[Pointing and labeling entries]

## begin

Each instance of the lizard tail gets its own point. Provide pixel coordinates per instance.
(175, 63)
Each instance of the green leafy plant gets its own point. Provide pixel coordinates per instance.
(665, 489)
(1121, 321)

## end

[Problem statement] Rewrite the listing from the line containing "Each instance of the green" through its end, substituting "houseplant" for "green leafy plant" and leaving everything else as it stands.

[Answer to this exercise]
Each instance of the houseplant gets its own point. Provide pixel coordinates per instance.
(665, 489)
(1121, 321)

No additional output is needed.